> TEXT SHOWN

-- Opening Marker --

Other News Materials 29 June 2008 07:28 (UTC +04:00)

She insists racism has nothing to do with it, but admits the world of fashion has a predilection for Eastern European models with their "blonde hair and long legs."

"Of course they are very beautiful, but they also kind of look all alike," said Franca Sozzani, editor of the magazine, Vogue Italia.

During her 20 years in charge of style-bible Vogue's Italian edition, Sozzani has earned a reputation for a culture-savvy take on cutting-edge elegance.

In the past, Vogue Italia has focused on topics the fashion industry, it would seem, prefers to ignore, including the growing use of plastic surgery.

Few however, were prepared for Sozzani's most audacious move to date: the July 2008 issue of her magazine which features a cast exclusively made up of black models, including actors and music industry stars.

The idea, Sozzani told Deutsche Presse-Agentur dpa in a recent interview, first took shape a year ago during a conversation with supermodel Naomi Campbell, one of the few non-white models who has managed to emerge and dominate the catwalk over the last decade.

"Then I was in the US for Super Tuesday," she said, referring to the Democratic Party presidential primary showdown in February.

The event catapulted black candidate Barack Obama ahead of the then favourite, Hillary Clinton, and into the spot of top contender.

"We saw something was changing, so we said: why don't we try to do the same?" Sozzani explained.

Stressing however, that US politics was not the only source of inspiration, she added: "There was also the wish to offer space to another type of beauty."

Back in Milan, Sozzani set about transforming her American dream into reality with the help of celebrity photographer Steven Meisel, known for his work with Madonna in the 1992 book "Sex".

-- Closing Marker --

> BRIEF A
Set down, word for word, the part of the Vogue Italia article that opens with the words containing "Other News Materials" and closes with "magazine, Vogue Italia.".
> BRIEF B
Resume the Vogue Italia article from the point where it stops.

> SUPPLIED ENTRIES
-- Opening Marker --

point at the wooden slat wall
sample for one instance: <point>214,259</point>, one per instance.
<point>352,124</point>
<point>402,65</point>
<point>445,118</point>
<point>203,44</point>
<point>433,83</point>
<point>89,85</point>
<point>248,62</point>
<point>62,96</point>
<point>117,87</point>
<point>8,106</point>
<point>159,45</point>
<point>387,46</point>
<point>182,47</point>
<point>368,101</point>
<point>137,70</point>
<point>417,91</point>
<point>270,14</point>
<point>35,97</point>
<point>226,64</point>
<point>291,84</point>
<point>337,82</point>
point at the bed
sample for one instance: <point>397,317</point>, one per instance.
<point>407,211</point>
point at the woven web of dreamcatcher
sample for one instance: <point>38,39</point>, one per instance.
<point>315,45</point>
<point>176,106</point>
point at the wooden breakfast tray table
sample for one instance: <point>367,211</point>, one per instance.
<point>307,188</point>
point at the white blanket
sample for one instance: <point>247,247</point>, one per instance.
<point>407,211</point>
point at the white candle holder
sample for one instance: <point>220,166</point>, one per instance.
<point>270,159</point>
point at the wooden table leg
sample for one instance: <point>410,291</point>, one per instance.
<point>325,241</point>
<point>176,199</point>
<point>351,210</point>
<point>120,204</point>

-- Closing Marker --

> WRITTEN ANSWER A
Other News Materials 29 June 2008 07:28 (UTC +04:00)

She insists racism has nothing to do with it, but admits the world of fashion has a predilection for Eastern European models with their "blonde hair and long legs."

"Of course they are very beautiful, but they also kind of look all alike," said Franca Sozzani, editor of the magazine, Vogue Italia.

> WRITTEN ANSWER B
Established supermodels including Alek Wek, Iman, Tyra Banks and Campbell were chosen, along with emerging faces like Jourdan Dunn.

Their images and those of others grace the 170 pages of the magazine which goes on sale next week in Italy and abroad.

Still, while American voters may be ready for a black president, are magazine buyers in Italy, or elsewhere for that matter, drawn, to pictures of non-white models?

British-born Campbell, a former girlfriend of Italian Formula One manager Flavio Briatore, enjoys diva-like status in Italy, but in Milan as in New York, London and Paris, black models a rarely seen on the catwalk. They are rarer still on magazine covers.

A long-held view in marketing circles is that advertising agency clients are reluctant to associate their products with non-white models for fear of alienating affluent consumers in the West.

Campbell has been vocal in claiming that black models face growing discrimination.

In 2007 she repeatedly accused the British edition of Vogue of subscribing to the view that non-white models don't sell, and revealed that she made the cover of French Vogue, only after the late designer Yves Saint Laurent had threatened to break off relations with the magazine unless it featured her.

"A precise choice like this one always has its risks," Sozzano told dpa of her decision to publish Vogue Italia's "all-black" issue.

"People can like it or they can hate it. I personally think they will like it ... Obama's 'wave' has also been felt over here.", dpa reported.